- **Stored dataset items**
════════

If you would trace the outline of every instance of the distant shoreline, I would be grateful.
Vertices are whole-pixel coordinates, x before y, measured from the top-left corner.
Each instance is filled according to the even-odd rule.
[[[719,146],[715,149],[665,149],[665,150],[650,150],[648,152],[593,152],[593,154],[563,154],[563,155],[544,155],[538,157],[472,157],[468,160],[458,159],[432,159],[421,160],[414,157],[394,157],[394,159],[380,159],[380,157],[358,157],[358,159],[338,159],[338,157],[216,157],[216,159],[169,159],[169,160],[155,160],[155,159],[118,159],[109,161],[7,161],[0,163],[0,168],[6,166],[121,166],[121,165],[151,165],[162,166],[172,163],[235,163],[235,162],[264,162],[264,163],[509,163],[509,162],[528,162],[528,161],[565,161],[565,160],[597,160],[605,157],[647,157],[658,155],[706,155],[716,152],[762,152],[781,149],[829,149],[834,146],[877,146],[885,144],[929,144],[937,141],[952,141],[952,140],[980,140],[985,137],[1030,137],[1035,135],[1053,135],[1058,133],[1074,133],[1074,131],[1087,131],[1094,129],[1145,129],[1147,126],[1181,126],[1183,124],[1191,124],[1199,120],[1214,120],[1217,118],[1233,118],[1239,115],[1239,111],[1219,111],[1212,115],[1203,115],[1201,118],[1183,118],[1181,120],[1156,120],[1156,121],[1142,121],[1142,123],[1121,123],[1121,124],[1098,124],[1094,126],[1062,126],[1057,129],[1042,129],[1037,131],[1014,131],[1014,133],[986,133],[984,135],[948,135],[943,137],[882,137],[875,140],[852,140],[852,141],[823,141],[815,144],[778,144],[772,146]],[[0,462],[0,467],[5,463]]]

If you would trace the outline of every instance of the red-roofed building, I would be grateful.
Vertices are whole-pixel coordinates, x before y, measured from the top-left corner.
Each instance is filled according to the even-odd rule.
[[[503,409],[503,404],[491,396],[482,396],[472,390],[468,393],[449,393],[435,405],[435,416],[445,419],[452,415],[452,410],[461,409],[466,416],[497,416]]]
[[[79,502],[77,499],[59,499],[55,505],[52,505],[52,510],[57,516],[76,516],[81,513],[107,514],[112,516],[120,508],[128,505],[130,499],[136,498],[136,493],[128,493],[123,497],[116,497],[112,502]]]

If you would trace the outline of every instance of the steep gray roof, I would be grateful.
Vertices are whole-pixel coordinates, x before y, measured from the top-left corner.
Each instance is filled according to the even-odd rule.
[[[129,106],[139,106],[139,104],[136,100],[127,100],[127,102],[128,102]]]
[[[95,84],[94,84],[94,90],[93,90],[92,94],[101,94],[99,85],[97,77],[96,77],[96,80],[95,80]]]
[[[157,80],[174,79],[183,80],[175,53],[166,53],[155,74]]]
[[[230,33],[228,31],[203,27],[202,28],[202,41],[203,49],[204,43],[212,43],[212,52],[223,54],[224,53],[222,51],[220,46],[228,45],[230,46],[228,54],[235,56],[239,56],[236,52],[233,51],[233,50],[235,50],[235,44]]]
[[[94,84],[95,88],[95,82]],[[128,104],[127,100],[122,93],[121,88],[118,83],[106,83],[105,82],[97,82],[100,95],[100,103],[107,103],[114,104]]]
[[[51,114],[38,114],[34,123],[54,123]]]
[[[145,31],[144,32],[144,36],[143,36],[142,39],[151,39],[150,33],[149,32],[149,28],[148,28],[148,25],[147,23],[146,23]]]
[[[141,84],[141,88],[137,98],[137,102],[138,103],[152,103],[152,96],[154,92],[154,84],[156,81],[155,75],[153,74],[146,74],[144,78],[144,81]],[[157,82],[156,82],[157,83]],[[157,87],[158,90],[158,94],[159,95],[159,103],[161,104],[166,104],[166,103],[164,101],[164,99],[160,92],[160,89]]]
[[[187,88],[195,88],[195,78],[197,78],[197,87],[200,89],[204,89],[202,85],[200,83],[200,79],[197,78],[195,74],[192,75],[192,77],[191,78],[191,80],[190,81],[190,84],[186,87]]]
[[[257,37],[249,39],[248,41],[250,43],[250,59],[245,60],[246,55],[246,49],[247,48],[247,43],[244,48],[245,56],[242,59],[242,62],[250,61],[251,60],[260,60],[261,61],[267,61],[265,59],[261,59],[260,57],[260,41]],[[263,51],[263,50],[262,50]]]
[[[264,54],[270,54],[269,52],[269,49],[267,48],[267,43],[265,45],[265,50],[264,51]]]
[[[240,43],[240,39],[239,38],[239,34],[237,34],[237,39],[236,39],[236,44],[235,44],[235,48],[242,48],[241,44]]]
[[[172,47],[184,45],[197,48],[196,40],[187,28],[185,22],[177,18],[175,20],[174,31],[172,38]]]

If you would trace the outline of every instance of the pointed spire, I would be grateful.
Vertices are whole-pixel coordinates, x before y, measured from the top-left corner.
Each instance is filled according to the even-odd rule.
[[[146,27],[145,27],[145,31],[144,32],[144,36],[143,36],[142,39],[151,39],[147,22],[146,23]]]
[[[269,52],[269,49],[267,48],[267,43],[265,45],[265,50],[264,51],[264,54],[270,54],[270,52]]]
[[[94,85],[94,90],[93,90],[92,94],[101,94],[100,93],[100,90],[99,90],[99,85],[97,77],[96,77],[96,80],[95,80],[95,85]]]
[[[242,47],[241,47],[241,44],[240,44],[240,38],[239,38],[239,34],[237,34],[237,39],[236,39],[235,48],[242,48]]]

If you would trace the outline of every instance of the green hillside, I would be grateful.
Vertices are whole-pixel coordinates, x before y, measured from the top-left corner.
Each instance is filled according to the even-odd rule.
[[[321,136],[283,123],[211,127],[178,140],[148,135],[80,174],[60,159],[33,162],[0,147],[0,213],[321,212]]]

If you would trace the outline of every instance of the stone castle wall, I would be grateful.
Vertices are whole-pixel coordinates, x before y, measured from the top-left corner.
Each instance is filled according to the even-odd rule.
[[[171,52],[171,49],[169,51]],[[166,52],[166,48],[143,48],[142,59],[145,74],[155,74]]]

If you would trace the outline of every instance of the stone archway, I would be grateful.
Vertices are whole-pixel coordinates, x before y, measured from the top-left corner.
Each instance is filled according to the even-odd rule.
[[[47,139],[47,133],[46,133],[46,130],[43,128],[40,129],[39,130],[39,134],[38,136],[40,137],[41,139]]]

════════

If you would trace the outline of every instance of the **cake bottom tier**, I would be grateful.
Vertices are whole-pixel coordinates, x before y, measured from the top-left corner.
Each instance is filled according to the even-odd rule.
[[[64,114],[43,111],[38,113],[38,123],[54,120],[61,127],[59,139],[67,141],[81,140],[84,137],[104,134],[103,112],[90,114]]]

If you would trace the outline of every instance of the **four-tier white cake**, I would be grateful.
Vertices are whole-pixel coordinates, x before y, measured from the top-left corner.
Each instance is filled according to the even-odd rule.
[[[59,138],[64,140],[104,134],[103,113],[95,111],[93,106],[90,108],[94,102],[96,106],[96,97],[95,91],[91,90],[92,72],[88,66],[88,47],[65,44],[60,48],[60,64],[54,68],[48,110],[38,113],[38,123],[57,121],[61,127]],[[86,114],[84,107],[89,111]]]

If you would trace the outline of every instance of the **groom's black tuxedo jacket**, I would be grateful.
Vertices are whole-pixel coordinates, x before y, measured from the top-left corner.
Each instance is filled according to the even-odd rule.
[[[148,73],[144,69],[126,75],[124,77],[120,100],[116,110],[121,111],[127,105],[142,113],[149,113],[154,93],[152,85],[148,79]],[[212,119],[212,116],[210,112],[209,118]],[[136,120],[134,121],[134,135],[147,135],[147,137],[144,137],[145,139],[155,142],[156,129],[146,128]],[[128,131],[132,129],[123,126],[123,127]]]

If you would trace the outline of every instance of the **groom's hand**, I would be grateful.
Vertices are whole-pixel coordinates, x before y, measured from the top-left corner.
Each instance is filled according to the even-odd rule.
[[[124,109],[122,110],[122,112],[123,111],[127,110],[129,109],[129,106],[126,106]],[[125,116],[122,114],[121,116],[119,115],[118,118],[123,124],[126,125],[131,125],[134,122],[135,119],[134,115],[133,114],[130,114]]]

════════

Extract every line of the data above that contains the word "would".

If you would trace the outline of every instance of the distant shoreline, I would be grateful.
If you would trace the outline of every instance of the red-roofed building, I would be grateful.
If you would trace the outline of every instance of the steep gray roof, I would be grateful.
If you would trace the outline of every instance of the pointed spire, I would be grateful.
If you would trace the outline of every instance of the green hillside, I would be grateful.
If you would trace the outline of every instance of the stone castle wall, I would be grateful.
If you would trace the outline of every instance of the stone archway, I would be grateful.
If you would trace the outline of every instance of the **cake bottom tier**, I would be grateful.
If you would trace the outline of every instance of the **four-tier white cake**, I would be grateful.
If you would trace the outline of every instance of the **groom's black tuxedo jacket**, I would be grateful.
If you would trace the outline of every instance of the **groom's hand**, I would be grateful.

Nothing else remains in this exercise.